Saved data entries:
□ □ □
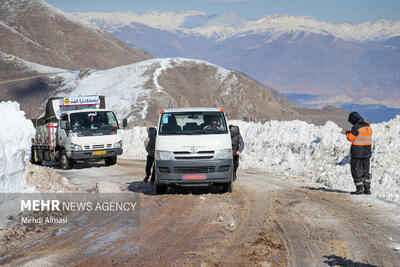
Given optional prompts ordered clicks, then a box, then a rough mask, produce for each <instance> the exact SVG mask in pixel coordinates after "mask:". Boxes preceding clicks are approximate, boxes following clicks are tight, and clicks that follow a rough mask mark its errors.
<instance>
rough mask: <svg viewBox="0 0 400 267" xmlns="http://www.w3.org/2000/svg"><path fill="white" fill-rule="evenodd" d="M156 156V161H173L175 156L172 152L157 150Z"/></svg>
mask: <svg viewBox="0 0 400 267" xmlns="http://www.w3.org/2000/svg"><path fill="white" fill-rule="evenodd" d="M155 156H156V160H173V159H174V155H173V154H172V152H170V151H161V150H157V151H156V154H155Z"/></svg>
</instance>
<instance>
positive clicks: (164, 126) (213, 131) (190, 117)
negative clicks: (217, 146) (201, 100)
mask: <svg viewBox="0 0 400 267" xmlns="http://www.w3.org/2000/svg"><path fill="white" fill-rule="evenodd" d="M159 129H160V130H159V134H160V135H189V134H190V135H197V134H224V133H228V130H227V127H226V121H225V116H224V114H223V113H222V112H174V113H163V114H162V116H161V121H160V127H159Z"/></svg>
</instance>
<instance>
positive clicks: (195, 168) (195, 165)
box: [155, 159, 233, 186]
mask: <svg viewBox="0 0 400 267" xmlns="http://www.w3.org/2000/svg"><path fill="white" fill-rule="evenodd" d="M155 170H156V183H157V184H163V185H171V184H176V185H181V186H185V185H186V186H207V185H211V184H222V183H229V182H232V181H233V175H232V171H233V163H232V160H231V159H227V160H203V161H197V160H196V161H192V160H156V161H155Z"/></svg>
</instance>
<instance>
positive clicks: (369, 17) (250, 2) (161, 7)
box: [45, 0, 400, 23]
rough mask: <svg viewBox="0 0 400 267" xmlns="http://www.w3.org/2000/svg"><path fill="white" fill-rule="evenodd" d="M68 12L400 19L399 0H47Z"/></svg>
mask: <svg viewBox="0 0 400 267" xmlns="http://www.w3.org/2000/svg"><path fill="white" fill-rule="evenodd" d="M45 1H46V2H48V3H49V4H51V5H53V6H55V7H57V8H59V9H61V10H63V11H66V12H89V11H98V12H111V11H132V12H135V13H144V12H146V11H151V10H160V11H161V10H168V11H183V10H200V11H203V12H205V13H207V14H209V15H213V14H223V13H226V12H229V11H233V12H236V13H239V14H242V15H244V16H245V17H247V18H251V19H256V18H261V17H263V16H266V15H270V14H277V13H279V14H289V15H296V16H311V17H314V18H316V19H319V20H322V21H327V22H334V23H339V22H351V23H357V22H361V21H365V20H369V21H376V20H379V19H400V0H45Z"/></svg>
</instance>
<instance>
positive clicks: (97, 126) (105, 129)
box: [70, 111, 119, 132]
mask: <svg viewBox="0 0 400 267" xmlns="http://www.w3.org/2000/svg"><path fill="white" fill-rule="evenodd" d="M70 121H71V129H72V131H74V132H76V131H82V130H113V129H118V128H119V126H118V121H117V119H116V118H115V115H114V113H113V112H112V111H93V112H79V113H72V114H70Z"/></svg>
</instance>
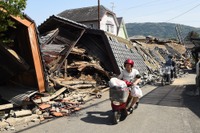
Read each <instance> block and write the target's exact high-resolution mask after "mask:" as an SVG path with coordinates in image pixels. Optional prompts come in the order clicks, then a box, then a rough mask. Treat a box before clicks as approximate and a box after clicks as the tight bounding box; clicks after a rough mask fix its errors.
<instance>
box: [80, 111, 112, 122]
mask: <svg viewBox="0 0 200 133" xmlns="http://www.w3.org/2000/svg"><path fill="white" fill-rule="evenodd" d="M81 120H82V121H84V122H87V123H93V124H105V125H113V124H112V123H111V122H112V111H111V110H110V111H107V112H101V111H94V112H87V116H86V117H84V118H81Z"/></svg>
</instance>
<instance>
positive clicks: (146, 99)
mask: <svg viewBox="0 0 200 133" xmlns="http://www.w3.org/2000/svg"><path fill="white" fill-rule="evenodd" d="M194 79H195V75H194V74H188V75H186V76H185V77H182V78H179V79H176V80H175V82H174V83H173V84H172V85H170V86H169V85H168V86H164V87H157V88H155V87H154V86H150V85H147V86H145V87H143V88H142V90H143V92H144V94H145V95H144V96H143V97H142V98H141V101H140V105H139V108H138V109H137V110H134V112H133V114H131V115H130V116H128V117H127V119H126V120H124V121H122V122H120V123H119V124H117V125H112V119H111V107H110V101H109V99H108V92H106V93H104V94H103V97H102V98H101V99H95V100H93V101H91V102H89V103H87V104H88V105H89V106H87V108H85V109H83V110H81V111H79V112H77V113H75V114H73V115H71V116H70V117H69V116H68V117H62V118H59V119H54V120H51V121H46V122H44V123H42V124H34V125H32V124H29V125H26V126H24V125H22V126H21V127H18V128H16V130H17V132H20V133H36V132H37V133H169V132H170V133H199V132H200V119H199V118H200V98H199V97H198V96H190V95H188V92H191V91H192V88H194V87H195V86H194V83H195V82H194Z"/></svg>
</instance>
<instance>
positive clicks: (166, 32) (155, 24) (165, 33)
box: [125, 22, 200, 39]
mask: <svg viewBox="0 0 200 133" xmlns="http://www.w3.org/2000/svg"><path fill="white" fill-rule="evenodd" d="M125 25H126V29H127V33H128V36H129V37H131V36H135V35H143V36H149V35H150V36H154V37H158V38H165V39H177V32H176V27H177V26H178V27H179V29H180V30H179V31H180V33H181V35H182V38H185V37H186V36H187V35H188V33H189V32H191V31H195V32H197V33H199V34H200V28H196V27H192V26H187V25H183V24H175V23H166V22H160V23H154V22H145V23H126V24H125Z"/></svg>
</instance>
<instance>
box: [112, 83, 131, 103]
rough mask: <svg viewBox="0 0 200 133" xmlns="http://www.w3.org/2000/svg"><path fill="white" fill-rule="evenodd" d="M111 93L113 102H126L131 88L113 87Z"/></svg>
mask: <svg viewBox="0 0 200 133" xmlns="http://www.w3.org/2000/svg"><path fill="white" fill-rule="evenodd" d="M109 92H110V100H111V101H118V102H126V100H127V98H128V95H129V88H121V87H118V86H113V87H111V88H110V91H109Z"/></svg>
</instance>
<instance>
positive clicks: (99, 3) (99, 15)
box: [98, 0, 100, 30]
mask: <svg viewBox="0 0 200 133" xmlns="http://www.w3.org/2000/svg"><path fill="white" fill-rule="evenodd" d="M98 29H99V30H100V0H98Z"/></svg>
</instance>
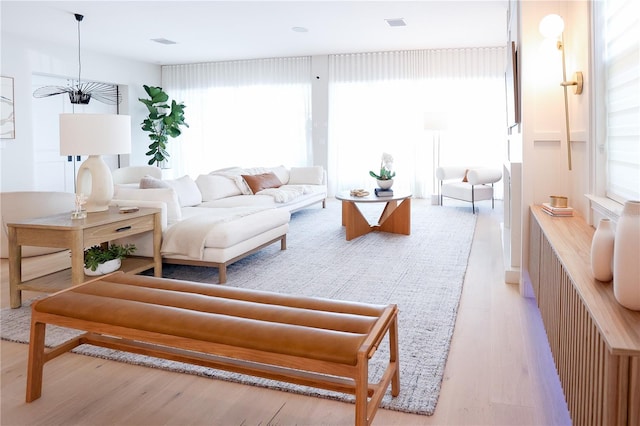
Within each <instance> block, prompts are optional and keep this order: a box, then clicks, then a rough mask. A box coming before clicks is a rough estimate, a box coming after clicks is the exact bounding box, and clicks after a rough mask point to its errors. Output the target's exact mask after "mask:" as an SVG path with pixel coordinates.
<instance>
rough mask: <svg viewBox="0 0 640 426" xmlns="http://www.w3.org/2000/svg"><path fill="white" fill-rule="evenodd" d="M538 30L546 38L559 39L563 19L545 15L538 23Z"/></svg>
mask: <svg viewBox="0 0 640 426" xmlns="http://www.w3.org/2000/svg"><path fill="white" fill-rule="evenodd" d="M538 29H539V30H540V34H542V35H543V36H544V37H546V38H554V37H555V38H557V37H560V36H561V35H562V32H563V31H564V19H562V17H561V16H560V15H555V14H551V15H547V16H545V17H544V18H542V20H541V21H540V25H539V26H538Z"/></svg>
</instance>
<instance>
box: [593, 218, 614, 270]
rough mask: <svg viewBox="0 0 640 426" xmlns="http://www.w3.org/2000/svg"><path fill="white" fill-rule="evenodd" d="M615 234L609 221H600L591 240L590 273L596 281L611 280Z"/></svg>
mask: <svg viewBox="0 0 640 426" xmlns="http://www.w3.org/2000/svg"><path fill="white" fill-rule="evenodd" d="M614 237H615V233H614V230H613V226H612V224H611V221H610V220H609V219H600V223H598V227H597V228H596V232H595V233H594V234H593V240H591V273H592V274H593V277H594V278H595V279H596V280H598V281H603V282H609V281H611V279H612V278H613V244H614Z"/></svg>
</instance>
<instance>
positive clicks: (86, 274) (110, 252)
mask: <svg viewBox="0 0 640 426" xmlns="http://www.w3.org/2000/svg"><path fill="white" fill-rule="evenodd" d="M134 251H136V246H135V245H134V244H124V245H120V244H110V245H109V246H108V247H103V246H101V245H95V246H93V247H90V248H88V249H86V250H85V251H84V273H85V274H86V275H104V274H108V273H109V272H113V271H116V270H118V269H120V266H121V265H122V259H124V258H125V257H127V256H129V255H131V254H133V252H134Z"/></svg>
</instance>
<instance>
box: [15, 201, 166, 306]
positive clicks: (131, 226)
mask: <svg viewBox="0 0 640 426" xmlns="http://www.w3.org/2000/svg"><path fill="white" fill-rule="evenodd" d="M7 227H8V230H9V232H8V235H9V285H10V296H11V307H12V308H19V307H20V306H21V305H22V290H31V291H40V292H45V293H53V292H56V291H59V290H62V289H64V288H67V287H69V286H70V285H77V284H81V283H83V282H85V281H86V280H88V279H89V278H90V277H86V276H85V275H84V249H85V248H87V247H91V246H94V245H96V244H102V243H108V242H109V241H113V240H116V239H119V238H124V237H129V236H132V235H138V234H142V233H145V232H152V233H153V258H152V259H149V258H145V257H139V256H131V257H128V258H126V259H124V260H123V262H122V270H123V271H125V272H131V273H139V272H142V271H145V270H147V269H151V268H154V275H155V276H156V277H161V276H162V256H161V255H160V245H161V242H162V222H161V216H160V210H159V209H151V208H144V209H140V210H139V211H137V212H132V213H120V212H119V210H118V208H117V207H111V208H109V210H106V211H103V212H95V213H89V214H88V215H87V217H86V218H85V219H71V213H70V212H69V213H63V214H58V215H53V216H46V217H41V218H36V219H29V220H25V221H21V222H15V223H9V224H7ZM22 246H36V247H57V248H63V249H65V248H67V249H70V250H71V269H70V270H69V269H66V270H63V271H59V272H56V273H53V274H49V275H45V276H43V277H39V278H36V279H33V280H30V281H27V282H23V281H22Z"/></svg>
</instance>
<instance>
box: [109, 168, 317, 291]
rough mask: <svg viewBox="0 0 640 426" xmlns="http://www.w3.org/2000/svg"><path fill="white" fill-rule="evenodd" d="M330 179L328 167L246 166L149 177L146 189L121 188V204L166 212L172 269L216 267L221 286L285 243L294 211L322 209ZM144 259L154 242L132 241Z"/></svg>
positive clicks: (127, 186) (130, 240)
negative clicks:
□ □ □
**Task directions**. Return each line of the listing that contains the word "negative". Case must match.

**Answer space**.
negative clicks: (217, 146) (201, 100)
negative clicks:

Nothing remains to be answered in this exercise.